■ Enunciado A:
Responda com base no texto sobre mindfulness:
(i) Em que reside a chave da temperança?
(ii) O que não é possível de alcançar por um humano no estado evolutivo desta dimensão?
(iii) Qual é a parte mais complexa?
■ Enunciado B: Retome o texto sobre mindfulness, escrevendo a continuação a partir da última frase apresentada.

■ Texto apresentado:
|---|

Para além disto, é importante aceitar que não há forma de aquietar a mente e fazê-la não pensar em nada. O popularismo do “esvaziar a mente” que é dito em muitos vídeos e por muitos gurus caseiros é falso. Um ser humano naturalmente saudável é curioso e de mente irrequieta. Se alguém a esvazia e não pensa em nada, talvez seja – por si só – um tipo com alguma tendência à abulia e, como tal, a precisar de energia. É natural que a mente vagueie por mil e um pensamentos. O importante e essencial é controlá-los, ao invés de deixar que nos controlem a nós – nisto reside a chave da temperança.

Mindfulness não aponta para um estado de plenitude nirvânica - aliás, o famoso “nirvana” enquanto objectivo budista ou hindu não é possível de alcançar por um humano no estado evolutivo desta dimensão. Mindfulness é antes a vivência devotada integralmente ao estado presente, sem qualquer outra ideia que não seja isso, nem as amarras do passado nem as expectativas do futuro. Mais ainda, implica a vivência do presente sem julgamentos sobre ele. Apenas estar.

Esta segunda parte é tanto mais importante quanto o “crítico” dentro da nossa mente é imparável e, em muitos casos, mordaz e até cruel, tanto com o mundo e os outros como connosco próprios. Só neste mesmo texto já critiquei várias coisas, inclusive a mim mesma (ainda que possam não dar por isso). Resumindo: a parte mais complexa é o “julgador” que habita dentro de cada um de nós, pois nada há de mais letal do que esse insaciável juiz. Desde já assumir que é impossível calá-lo mentalmente, tal como é impossível deixar de pensar. A única coisa que se pode fazer é escolher como reagir a estes pensamentos de constante tentação de desvio da paz interior.

|---|

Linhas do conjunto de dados
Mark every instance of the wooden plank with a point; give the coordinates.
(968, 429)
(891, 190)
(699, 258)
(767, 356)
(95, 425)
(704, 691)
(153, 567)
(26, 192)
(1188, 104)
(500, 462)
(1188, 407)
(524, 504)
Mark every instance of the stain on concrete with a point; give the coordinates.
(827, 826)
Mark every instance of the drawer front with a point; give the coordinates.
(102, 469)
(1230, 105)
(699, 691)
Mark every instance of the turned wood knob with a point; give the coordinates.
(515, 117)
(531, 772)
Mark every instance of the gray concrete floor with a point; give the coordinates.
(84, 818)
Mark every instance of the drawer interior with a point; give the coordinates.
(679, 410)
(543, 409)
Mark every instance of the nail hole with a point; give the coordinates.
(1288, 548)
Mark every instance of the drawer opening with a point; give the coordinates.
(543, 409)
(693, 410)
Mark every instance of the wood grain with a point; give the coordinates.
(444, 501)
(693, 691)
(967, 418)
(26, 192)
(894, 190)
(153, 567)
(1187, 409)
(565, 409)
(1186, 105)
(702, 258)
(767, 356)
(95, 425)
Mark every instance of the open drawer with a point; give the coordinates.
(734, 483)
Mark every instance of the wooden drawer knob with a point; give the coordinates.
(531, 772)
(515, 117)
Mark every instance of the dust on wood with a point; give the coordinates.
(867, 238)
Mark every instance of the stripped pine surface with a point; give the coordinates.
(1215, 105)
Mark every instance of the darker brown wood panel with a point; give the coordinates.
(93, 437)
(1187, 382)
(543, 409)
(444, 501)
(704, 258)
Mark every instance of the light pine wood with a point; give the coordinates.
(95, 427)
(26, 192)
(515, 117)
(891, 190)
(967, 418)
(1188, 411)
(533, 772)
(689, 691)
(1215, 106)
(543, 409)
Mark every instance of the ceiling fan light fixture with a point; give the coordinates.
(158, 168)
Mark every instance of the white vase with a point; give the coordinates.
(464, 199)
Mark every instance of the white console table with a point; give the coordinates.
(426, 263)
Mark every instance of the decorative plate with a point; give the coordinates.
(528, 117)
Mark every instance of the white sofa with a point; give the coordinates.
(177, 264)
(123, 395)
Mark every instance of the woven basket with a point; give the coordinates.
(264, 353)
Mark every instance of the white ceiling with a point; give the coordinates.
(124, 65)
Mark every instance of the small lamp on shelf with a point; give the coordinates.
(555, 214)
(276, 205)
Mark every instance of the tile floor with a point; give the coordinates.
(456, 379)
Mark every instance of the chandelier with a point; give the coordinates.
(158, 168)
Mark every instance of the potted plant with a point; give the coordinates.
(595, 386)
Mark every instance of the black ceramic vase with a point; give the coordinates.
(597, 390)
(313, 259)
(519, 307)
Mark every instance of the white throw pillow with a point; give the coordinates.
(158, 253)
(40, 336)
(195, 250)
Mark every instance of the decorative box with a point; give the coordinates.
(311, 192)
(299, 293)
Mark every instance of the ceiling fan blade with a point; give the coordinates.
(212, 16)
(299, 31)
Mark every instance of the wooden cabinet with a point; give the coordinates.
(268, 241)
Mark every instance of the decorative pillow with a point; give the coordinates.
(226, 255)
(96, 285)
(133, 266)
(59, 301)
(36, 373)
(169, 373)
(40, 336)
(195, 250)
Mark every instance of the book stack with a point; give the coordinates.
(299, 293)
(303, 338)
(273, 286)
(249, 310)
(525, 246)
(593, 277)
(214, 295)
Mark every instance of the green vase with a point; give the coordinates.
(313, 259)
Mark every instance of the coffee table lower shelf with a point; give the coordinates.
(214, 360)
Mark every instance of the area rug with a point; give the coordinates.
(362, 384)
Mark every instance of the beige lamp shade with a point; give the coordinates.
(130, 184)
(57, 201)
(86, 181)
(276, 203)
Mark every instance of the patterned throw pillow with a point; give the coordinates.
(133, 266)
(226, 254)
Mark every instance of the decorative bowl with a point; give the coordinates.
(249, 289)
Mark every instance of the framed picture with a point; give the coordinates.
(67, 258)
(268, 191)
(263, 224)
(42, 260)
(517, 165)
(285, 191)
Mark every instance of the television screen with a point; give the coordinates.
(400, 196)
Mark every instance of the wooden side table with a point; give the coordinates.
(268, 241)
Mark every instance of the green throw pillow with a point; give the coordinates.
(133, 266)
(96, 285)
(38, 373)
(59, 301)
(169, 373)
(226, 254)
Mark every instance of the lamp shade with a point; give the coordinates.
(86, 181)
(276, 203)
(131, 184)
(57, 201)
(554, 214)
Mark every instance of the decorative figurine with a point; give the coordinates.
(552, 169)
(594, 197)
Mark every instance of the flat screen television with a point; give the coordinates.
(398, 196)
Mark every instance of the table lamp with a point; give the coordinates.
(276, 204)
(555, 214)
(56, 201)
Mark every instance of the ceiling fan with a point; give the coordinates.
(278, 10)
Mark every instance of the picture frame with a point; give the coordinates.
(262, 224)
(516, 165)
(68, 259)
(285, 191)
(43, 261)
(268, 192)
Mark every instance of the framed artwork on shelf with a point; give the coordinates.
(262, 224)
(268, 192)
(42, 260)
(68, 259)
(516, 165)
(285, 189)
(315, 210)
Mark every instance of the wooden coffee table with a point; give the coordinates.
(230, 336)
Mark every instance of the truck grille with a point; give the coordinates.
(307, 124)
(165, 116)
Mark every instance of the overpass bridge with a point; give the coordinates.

|---|

■ Resposta A:
(i) Em controlar os pensamentos, ao invés de deixar que eles nos controlem.
(ii) O "nirvana", enquanto objectivo budista ou hindu.
(iii) O "julgador" que habita dentro de cada um de nós.

■ Resposta B:
A prática da meditação não tem de ser estática e pode envolver vários tipos de actividades, ainda que muita gente se sinta confortável com o foco na respiração por permitir a sensação de ancoragem suave tanto ao próprio corpo como ao momento presente. É assim como uma espécie de retorno seguro à fonte de vida.

Para terminar, quero ressalvar que não sou especialista em nada disto. Tão somente tenho vizinhos imensamente dedicados a estas actividades por inclinação religiosa espiritual e, não podendo eu resistir aos mantras e aos momentos constantes que observo, juntei-me a eles. Mas estou ainda longe de ter aquela calmaria que eles têm sempre… e que não é a da menina comercial, vestida com LuluLemon, que faz yoga porque é giro.